> ЗАДАНИЕ 1: Кто в отрывке о Мир-Али Кашкае заступился за аспиранта перед руководством комитета кадров АН СССР?

> ТЕКСТ:
Читаем Мир-Али Кашкай полностью

Однако наш герой осенью 1934 года почему-то не торопится в Ленинград. В Баку многое изменилось. Тот же революционный порыв «Даешь индустрию!» чувствуется и здесь. Азербайджанские нефтяники выполнили первую пятилетку за два с половиной года. Об этом ежедневно пишут газеты, напоминая о новой сверхзадаче — выйти на выполнение планов второй пятилетки такими же скоростными темпами. «Нефть — кровь социализма!» — пишут бесчисленные агитаторы.

Новый партийный руководитель Мир-Джафар Багиров энергично добивается поставленных целей. И каждый, кто, с его точки зрения, может встать ему поперек дороги, рискует исчезнуть навсегда. Кашкай многих недосчитался в родном политехническом. Оказалось, что и сюда, в Баку, проникли сообщники Зиновьева и Троцкого… Нет, здесь теперь задерживаться нельзя.

И все же что-то его удерживает. Скорее всего, дела сердечные. А что еще может толкнуть на такое безрассудство человека, когда ему 27, у него блестящие перспективы в Ленинграде и на носу защита диссертации? А он ходит в гости к бакинским знакомым, родственникам, все чего-то ждет…

Он вернется в институт со значительным опозданием, и академику Левинсону-Лессингу придется заступиться за своего аспиранта перед грозным руководством комитета кадров АН СССР: «Настоящим удостоверяю, что аспирант Мир-Али Кашкай был задержан в Баку для окончания отчета по экспедиции с моего ведома и согласия, 17 ноября 1934 г.»{38}.

Сегодня любому аспиранту и студенту это может показаться странным. Между тем дисциплина в аспирантуре в те годы была похлеще студенческой. Советская власть не собиралась разбазаривать деньги рабоче-крестьянского государства, выделенные на подготовку кадров, столь необходимых науке и производству. «Вас направила на учебу республика — помните об этом, это — высочайшая ответственность!»

> ЗАДАНИЕ 2: Приведите все строки записей, в которых встречается слово «surface».

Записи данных
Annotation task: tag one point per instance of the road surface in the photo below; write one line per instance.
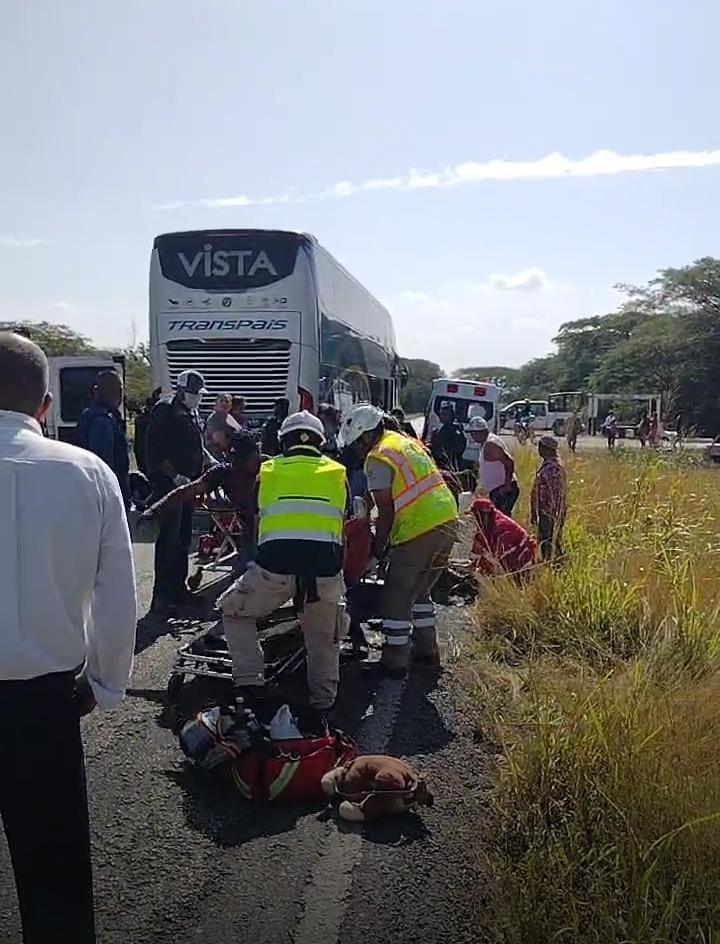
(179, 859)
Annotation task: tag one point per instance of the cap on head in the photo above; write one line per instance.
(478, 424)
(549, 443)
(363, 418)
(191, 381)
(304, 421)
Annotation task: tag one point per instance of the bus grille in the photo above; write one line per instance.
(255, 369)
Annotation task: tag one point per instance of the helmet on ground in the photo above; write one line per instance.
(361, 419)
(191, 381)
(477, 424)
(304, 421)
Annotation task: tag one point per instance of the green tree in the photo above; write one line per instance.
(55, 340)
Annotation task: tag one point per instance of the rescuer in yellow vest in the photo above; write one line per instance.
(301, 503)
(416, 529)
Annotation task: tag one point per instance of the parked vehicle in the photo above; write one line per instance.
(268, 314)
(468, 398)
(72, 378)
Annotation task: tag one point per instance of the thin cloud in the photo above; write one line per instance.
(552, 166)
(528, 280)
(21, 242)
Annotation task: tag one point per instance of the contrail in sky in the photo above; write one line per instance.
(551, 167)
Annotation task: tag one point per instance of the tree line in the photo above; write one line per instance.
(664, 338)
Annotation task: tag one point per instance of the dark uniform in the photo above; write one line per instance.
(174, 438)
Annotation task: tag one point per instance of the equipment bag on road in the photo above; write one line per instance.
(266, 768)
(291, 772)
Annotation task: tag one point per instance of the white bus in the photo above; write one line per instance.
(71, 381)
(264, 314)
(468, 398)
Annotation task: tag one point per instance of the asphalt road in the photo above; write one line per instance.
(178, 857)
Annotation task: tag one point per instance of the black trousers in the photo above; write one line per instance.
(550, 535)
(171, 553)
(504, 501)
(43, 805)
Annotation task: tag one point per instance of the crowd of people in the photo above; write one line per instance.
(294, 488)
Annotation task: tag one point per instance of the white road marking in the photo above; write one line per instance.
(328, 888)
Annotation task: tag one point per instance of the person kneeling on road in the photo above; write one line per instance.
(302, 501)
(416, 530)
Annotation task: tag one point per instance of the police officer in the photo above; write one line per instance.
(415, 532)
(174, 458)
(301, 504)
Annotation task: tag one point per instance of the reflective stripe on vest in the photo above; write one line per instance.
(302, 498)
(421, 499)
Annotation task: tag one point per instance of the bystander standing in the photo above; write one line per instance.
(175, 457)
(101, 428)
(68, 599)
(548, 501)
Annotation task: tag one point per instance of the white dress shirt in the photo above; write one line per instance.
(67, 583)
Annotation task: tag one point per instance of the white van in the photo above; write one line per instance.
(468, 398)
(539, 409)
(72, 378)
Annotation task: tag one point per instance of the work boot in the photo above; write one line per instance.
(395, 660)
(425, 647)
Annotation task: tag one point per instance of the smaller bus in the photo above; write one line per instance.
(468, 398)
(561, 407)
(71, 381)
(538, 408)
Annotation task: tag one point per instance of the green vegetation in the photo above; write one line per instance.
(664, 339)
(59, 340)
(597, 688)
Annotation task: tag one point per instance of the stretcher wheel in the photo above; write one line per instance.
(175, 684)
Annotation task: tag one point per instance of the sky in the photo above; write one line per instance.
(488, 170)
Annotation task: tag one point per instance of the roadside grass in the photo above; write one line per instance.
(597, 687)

==

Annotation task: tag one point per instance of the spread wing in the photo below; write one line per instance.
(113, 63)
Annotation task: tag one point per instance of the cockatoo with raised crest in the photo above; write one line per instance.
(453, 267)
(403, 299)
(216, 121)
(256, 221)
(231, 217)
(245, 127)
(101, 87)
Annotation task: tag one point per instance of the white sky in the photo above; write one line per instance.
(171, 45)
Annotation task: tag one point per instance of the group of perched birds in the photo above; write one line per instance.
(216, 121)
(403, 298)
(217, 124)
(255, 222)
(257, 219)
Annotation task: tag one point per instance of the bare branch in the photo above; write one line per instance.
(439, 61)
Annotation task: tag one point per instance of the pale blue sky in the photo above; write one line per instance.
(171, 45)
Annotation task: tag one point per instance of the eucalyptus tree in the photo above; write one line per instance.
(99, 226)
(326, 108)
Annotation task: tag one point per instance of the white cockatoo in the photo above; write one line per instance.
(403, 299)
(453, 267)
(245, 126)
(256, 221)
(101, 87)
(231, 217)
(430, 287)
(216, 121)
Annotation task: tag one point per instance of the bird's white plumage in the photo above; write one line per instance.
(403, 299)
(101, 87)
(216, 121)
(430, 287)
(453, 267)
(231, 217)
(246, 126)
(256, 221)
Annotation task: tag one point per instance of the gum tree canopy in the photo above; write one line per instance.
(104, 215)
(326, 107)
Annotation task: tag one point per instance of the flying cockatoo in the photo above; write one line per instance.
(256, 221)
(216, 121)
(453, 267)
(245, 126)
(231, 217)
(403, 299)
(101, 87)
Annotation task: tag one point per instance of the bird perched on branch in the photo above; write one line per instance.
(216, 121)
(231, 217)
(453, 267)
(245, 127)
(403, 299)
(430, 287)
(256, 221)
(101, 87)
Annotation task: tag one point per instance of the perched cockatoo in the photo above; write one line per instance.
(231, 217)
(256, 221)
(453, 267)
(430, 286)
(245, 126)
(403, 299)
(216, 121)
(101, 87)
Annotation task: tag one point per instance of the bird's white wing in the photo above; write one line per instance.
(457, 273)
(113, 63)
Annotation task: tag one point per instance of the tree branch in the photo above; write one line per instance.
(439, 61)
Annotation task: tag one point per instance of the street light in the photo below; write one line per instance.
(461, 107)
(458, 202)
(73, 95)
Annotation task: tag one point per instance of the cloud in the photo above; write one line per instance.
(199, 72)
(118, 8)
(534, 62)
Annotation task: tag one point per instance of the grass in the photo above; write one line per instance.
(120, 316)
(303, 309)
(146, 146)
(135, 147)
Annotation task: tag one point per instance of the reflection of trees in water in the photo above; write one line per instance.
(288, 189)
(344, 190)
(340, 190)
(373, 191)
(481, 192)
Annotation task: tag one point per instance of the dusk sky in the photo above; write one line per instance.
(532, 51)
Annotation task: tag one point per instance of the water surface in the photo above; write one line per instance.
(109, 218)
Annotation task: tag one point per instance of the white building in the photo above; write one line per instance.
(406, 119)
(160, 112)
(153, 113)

> РЕЗУЛЬТАТ 1: Академик Левинсон-Лессинг.

> РЕЗУЛЬТАТ 2:
Annotation task: tag one point per instance of the road surface in the photo below; write one line per instance.
Annotation task: tag one point per instance of the water surface in the photo above; write one line per instance.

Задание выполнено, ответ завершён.